--- Begin Document extract ---

The February 1974 Dissolution Honours List was issued on 2 April 1974 following the dissolution of the United Kingdom parliament in preparation for a general election.

Life Peers

Baronesses
 Mervyn Pike, Member of Parliament for the Melton Division of Leicestershire 1956-74; Assistant Postmaster General 1959-63; Joint Parliamentary Under-Secretary of State, Home Office 1963-64.
 Rt Hon. Dame Margaret Patricia Hornsby-Smith , Member of Parliament for Chislehurst 1950-66 and 1970–74; Parliamentary Secretary, Ministry of Health 1951-57; Joint Parliamentary Under-Secretary of State, Home Office 1957-59; Joint Parliamentary Secretary, Ministry of Pensions and National Insurance 1959-61.

Barons
 Sir Tufton Victor Hamilton Beamish , Member of Parliament for the Lewes Division of, East Sussex 1945-74.
 Sir Richard Michael Fraser , Deputy Chairman of the Conservative Party Organisation since October 1964.
 Rt Hon. Geoffrey William Lloyd, Member of Parliament for Birmingham, Ladywood Division 1931-45, King's Norton Division 1950-55; Sutton Coldfield 1955-74; Minister of Fuel and Power 1951-55; Minister of Education 1957-59.
 Rt Hon. Ernest Marples, Member of Parliament for Wallasey 1945-74; Postmaster General 1957-59; Minister of Transport 1959-64.
 Rt Hon. Michael Antony Cristobal Noble, Member of Parliament for Argyllshire 1958-74; Secretary of State for Scotland 1962-64; Minister for Trade 1970-72.
 Rt Hon. Duncan Edwin Sandys , Member of Parliament for Norwood 1935-45; Streatham 1950-74; Minister of Works 1944-45; Minister of Supply 1951-54; Minister of Housing and Local Government 1954-57; Minister of Defence 1957-59; Minister of Aviation 1959-60; Secretary of State for Commonwealth Relations 1960-1964.
 Rt Hon. Sir Robert Hugh Turton , Member of Parliament for the Thirsk and Malton Division of Yorkshire 1929-74; Minister of Health 1955-57.

Privy Counsellors (PC)
 Betty Harvie Anderson , Member of Parliament for East Renfrewshire since 1959; Deputy Chairman of Ways and Means, House of Commons 1970-73.
 Rt Hon. Priscilla Jean Fortescue, Baroness Tweedsmuir of Belhelvie, Member of Parliament for Aberdeen South 1946-66; Minister of State, Scottish Office 1970-72; Minister of State, Foreign and Commonwealth Office 1972-74.
 James David Gibson-Watt , Member of Parliament for Hereford since 1956; Minister of State, Welsh Office 1970-74.

Knights Bachelor (Kt)
 Brian Caldwell Cook Batsford, Member of Parliament for Ealing South 1958-74; Assistant Whip 1962-64; Opposition Deputy Chief Whip 1964-67.
 Robert Chichester-Clark, Member of Parliament for Londonderry City and County 1955-74; Comptroller of H.M. Household 1961-64; Minister of State, Department of Employment 1972-74.

--- End Document extract ---
--- Begin Supplied information ---

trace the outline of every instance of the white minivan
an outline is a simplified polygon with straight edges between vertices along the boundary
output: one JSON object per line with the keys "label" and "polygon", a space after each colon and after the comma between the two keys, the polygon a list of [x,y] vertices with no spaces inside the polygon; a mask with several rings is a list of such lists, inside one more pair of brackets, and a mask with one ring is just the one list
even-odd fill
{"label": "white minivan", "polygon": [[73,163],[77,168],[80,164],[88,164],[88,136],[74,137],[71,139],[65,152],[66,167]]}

--- End Supplied information ---

▸ Aim 1
Answer these from the 1974 dissolution honours list:
(a) On what date was the list issued?
(b) Which constituency did Ernest Marples represent?
(c) What post did James David Gibson-Watt hold from 1970 to 1974?
▸ Aim 2
Resume the 1974 dissolution honours list, picking up right after the entry for Robert Chichester-Clark.
The entries above come from a separate source and have no link to the honours list.

▸ Task response 1
(a) 2 April 1974
(b) Wallasey
(c) Minister of State, Welsh Office

▸ Task response 2
 Robert William Elliott , Member of Parliament for Newcastle upon Tyne North since 1957; Comptroller of H.M. Household 1970; Vice-Chairman, Conservative Party Organisation since 1970.
 Timothy Peter Geoffrey Kitson , Member of Parliament for Richmond, Yorkshire since 1959; Parliamentary Private Secretary to the Prime Minister 1970-74.
 Harold Brian Seymour Warren , Physician.

The Most Honourable Order of the Bath

Companions (CB)
Civil division
 Robert Temple Armstrong, Principal Private Secretary to the Prime Minister.

Order of St Michael and St George

Knights Commander (KCMG)
 Anthony Henry Fanshawe Royle , Member of Parliament for Richmond, Surrey since 1959; Parliamentary Under Secretary of State, Foreign and Commonwealth Office 1970-74.

Order of the Companions of Honour

Companions (CH)
 Rt Hon. Quintin McGarel, Baron Hailsham of Saint Marylebone , Lord High Chancellor of Great Britain 1970-74.

Order of the British Empire

Dames Commander (DBE)
 Katharine Margaret Alice, The Honourable Mrs. MacMillan, Vice-Chairman of the Conservative Party 1968-71.
 Margot Smith, Chairman of the National Union of Conservative and Unionist Associations.

Commanders (CBE)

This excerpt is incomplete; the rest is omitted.